Provided passage
HydraCube - Parallel Aggregation Engine

Home : About

HydraCube is an open source, parallel software to provide scalable Online Analytical Processing (OLAP) capabilities like aggregation, slicing and dicing of multi dimensional data. The objective is to build a parallel software which can run on cheaper commodity desktop machines as a cluster farm which are highly scalable and economical.

What is HydraCube
What HydraCube is not
Distributed Strategy
Design Decisions
HydraCube Architecture
Deployment Architecture
Sparsity And Data Explosion

What is HydraCube

Is a multi dimensional OLAP (MOLAP) engine
Its a data parallel software. Can be run on cluster of commodity desktop machines
Handles sparsity very well
Data explosion is not an issue because aggregate data is neither pre computed nor stored
Aggregate data at query time and has low memory foot print
Supports basic Mutli Dimensional Expression (MDX) for query
Supports SQL like syntax for dimension and cube management
Supports multi user environment
Employs client server architecture
Server is a parallel engine using message passing interface (MPI) middleware
Use embedded BerkeleyDB for efficient data management
Has a command line utility for invoking commands
Has client APIs for integrating with applications

HydraCube applicability

What HydraCube is not

not a relational OLAP engine. Does not need any RDBMS for storing data.
not an OLAP graphical viewer
not a plug-in or module to any other OLAP framework

Distributed Strategy

The main challenge of multi dimensional data analysis is its huge data size and immense computations. The complexity is extreme when we consider more dimensions and the resulting intersection space. The data needs to be accessed, computed and aggregated along with all dimensions with multi level hierarchical grouping.

This demands huge processing power and memory requirement which is normally found in Symmteric Multi Processing (SMP) computers. But SMP have the following disadvantages
- Cost per computation is high
- Scalability is a question

SMP has the advantage of shared memory access for the parallel processors which gives better performance due to lower latency.

HydraCube architecture allows it to run on shared nothing desktop servers which form the cluster environment. The multi dimensional cube building, data storage, querying and computations are all distributed across the cluster nodes which gives unparalleled scalability and performance.

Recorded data

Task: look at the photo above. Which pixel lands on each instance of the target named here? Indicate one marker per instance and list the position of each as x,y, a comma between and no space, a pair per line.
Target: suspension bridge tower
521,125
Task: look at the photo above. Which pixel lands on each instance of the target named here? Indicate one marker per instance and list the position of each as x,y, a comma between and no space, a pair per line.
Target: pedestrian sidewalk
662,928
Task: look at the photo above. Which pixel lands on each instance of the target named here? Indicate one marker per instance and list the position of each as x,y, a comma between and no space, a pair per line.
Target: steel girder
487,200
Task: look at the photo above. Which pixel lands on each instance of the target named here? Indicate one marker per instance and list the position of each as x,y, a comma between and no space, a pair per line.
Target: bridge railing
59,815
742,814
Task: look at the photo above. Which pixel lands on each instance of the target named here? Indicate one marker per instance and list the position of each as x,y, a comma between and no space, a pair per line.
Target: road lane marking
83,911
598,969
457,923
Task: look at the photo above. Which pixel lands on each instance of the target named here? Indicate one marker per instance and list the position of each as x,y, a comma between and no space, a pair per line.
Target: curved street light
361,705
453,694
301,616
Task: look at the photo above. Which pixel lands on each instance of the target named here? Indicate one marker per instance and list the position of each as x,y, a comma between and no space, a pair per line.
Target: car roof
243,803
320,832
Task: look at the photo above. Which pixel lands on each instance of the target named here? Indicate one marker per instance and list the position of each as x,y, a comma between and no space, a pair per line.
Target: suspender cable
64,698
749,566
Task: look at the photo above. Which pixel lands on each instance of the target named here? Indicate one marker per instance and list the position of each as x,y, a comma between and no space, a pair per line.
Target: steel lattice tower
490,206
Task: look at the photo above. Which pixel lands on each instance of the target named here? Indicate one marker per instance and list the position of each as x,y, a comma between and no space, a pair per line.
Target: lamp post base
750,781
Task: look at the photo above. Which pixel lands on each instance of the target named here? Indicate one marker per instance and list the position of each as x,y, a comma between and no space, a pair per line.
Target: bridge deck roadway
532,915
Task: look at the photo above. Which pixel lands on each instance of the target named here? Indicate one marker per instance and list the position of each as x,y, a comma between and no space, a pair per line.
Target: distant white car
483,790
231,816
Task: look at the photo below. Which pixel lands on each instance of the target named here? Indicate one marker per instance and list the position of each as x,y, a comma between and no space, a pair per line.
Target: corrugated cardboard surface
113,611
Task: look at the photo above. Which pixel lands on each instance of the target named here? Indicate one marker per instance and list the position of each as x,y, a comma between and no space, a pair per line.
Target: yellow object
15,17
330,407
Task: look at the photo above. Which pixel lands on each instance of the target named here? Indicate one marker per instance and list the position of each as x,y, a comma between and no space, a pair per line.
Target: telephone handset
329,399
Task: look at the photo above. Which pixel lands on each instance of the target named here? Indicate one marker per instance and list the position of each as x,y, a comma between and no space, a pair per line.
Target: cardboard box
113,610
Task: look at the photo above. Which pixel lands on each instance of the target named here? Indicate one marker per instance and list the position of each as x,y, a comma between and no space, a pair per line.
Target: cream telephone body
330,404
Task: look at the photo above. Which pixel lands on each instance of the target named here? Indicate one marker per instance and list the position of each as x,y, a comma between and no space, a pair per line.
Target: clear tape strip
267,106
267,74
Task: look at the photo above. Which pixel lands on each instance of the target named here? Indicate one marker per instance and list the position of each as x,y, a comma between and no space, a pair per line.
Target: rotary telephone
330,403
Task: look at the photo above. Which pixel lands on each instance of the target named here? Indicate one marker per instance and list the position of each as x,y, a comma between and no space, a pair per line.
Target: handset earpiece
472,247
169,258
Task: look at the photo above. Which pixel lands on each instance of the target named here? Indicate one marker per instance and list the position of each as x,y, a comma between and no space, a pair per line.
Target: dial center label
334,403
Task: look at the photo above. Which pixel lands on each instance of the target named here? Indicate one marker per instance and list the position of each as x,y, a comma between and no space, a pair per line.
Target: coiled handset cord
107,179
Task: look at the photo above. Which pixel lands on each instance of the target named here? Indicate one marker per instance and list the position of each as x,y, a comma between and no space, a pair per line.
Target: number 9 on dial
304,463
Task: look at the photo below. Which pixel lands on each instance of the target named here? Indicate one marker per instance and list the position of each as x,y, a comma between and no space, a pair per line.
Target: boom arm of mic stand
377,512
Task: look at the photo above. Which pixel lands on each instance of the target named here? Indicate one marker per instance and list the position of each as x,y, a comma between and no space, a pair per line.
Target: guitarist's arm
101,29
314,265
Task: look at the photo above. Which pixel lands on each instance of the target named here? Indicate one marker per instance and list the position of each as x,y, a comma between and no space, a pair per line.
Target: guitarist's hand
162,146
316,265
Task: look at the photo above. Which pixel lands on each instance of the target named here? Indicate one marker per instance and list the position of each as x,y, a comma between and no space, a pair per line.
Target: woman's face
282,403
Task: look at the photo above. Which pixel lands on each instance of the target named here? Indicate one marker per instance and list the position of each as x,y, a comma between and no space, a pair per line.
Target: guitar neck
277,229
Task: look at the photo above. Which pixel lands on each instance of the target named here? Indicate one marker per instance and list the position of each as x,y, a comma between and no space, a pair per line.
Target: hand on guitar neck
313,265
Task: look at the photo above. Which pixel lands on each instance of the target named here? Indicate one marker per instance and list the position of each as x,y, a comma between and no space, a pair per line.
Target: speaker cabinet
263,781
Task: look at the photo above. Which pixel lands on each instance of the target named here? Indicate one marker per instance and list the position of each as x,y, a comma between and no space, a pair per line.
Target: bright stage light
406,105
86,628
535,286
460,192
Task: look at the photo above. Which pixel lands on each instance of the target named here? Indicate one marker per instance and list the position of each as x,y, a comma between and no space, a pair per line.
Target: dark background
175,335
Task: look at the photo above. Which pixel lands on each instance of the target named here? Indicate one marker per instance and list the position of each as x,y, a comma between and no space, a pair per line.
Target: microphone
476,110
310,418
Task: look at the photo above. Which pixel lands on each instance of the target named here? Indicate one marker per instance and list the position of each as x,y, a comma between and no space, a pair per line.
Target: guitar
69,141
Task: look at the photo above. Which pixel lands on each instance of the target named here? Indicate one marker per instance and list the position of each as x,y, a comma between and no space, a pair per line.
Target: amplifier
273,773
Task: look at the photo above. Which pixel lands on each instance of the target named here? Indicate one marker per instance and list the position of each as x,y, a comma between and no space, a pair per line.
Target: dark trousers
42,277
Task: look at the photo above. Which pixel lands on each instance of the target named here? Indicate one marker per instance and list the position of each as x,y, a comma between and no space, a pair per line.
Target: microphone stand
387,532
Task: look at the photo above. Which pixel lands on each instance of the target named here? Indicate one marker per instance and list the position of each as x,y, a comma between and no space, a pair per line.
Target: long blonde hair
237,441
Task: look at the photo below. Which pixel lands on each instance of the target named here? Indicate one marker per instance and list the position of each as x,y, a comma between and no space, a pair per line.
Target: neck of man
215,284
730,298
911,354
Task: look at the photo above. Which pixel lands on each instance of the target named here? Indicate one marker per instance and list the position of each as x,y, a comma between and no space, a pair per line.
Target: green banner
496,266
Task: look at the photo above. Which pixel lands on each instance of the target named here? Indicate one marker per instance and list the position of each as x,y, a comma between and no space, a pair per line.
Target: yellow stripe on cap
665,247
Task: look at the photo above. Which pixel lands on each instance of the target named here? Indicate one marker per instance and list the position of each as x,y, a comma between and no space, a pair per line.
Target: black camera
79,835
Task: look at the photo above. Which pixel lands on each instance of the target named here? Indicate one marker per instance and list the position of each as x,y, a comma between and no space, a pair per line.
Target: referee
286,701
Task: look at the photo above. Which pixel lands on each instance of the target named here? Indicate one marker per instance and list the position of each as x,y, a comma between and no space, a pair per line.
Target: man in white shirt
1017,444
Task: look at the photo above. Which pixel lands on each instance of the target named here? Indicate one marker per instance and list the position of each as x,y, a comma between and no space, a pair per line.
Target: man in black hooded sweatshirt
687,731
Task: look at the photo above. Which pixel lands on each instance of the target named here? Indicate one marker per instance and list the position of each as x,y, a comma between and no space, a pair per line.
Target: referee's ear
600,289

Problems to work on
1. Echo the part of the HydraCube page between "not an OLAP" and "level hierarchical grouping.", inclusive.
2. According to the HydraCube page, what middleware does the server's parallel engine use?

Solutions to the exercise
1.
not an OLAP graphical viewer
not a plug-in or module to any other OLAP framework

Distributed Strategy

The main challenge of multi dimensional data analysis is its huge data size and immense computations. The complexity is extreme when we consider more dimensions and the resulting intersection space. The data needs to be accessed, computed and aggregated along with all dimensions with multi level hierarchical grouping.

2. Message passing interface (MPI)